Document:
────────────────
# Career Question



## justonelife (Jul 29, 2010)

This isn't a relationship question per se but it does affect my marriage and family.

Briefly, my H and I both work full-time making good money (I make six figures, H makes close to that). We have 2 boys, ages 9 and 5. I work 8am - 5pm Monday through Friday but with my 45 minute commute each way plus daycare drop-off, it's more realistically 7am - 6pm.

I haven't been happy for awhile in my career but I can't figure out how to change it. I like my job (mostly) and the people I work with (mostly) and I get paid very well. It would be next to impossible to find a better job closer to home and/or with more flexible hours. I would take a HUGE (50% or more) pay cut. The problem is that my kids are still young and I feel like I'm missing out on everything. Every morning/evening is a rush, I'm constantly stressed out getting everything done. I never get to go to their soccer/karate practice and it's really hard to even find activities that they can participate in around our work schedules. The only real time I spend with them is on the weekends. Plus I hate spending 1.5 hours in the car every day when I could be seeing my family, cleaning my house, grocery shopping, working out. I'm constantly battling my weight but when I'm not even home 11 hours a day, it's really tough to fit in regular exercise. 

And to be honest, some days at work are busy and some days I'm just "filling time" until 5pm when I could be doing other more productive things. It's very frustrating. 

So, the only options I can think of are:

1. Start my own at home business. Obviously there are lots of risks there. I might not make much money and it might take even MORE time. But at least it could be somewhat flexible and I could have control.

2. Ask my boss if I could work from home. This would really go against the grain of the company culture and they wouldn't like it at all. OTOH, they really don't want to lose me and to a certain extent, I could force the issue if I wanted (within limits).

I guess my question is - Did any other working moms transition to working from home? How did your boss take it? How do you handle it overall? Does it work well? 

Maybe the grass isn't greener? I don't know! Any advice?


----------



## Mavash. (Jan 26, 2012)

I Talked my boss into a 4 day work week. Switched jobs twice to get closer to home. Ended up quitting and doing side work. Downsized my life dramatically so I could quit all together. This took 3.5 years after my first was born. I was determined to find a way to be with my kids more.

Meant giving up 63% of our income but it was totally worth it.


----------



## meson (May 19, 2011)

My wife went from full time to half time. She was tortured and need to be more active as a mom. Her status in her job encouraged them to allow the reduction of hours. It allowed her to do more of what she wanted but she was still conflicted at times and you will need to deal with it even if you reduce hours.


----------



## JustHer (Mar 12, 2013)
────────────────
Coordinate annotation records:
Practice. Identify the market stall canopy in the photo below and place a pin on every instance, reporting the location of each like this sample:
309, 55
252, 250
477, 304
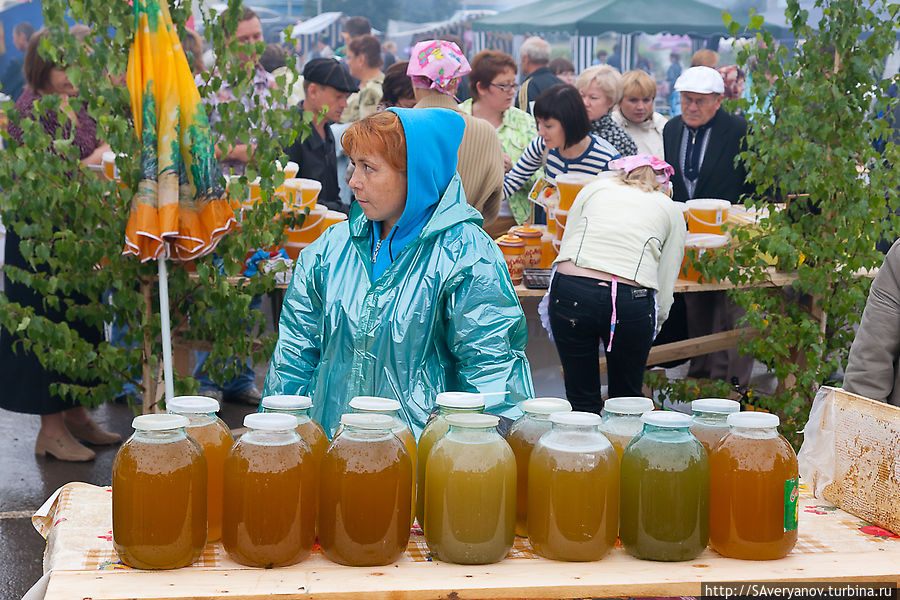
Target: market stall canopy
595, 17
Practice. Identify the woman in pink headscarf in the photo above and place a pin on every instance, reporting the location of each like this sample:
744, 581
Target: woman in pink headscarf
615, 273
435, 67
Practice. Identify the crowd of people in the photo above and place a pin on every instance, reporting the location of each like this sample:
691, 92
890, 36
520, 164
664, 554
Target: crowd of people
409, 296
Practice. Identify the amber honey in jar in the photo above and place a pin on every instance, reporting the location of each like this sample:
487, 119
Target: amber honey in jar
364, 499
521, 437
307, 428
270, 494
448, 403
573, 490
159, 495
391, 408
470, 492
753, 490
215, 439
711, 419
622, 420
664, 490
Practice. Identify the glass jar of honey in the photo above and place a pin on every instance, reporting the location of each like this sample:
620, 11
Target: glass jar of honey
622, 420
664, 498
159, 495
364, 499
270, 494
573, 490
448, 403
753, 490
711, 419
391, 408
215, 439
308, 429
521, 437
470, 492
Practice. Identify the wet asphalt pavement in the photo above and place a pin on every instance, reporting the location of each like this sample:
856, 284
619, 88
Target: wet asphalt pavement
26, 480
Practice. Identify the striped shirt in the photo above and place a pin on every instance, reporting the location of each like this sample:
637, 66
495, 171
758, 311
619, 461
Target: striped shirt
591, 162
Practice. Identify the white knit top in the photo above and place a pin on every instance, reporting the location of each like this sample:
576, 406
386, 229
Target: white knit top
624, 231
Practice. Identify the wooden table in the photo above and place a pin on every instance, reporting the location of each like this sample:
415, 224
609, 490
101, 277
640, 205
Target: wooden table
833, 546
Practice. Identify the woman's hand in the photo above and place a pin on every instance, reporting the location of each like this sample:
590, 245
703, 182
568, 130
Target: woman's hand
96, 157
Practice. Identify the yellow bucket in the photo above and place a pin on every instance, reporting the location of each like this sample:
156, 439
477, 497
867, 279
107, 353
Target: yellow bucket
707, 215
703, 243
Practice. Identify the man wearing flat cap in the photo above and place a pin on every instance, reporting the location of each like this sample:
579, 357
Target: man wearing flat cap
327, 84
702, 144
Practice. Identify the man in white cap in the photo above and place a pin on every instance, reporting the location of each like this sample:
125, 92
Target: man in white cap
703, 141
701, 144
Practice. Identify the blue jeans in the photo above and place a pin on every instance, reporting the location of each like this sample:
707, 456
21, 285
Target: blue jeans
244, 381
580, 312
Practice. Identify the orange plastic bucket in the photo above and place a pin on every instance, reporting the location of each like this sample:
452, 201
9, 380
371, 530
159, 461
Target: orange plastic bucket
568, 185
707, 215
332, 217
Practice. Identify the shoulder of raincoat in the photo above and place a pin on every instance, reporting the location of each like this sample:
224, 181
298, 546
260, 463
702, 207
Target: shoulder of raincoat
443, 315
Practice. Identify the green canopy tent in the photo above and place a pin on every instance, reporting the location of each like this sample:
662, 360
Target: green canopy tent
584, 19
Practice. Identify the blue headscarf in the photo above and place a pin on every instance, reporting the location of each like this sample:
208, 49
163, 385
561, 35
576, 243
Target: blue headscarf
────────────────
Written task A: In the career thread, take the passage starting with "1. Start my" and going on through "it work well?" and write it out again, swapping "boss" for "manager".
Written task B: Put this sentence from the career thread into Spanish: "The only real time I spend with them is on the weekends."
Written task C:
For each statement, say whether it agrees with the career thread. Answer yes or no and quote the words that decide it.
(i) The original poster's husband earns six figures.
(ii) Mavash gave up 63% of the household income.
(iii) meson's wife stopped working entirely.

Problem solution A:
1. Start my own at home business. Obviously there are lots of risks there. I might not make much money and it might take even MORE time. But at least it could be somewhat flexible and I could have control.

2. Ask my manager if I could work from home. This would really go against the grain of the company culture and they wouldn't like it at all. OTOH, they really don't want to lose me and to a certain extent, I could force the issue if I wanted (within limits).

I guess my question is - Did any other working moms transition to working from home? How did your manager take it? How do you handle it overall? Does it work well?

Problem solution B: El único tiempo real que paso con ellos es los fines de semana.

Problem solution C:
(i) No: "I make six figures, H makes close to that"
(ii) Yes: "Meant giving up 63% of our income but it was totally worth it."
(iii) No: "My wife went from full time to half time."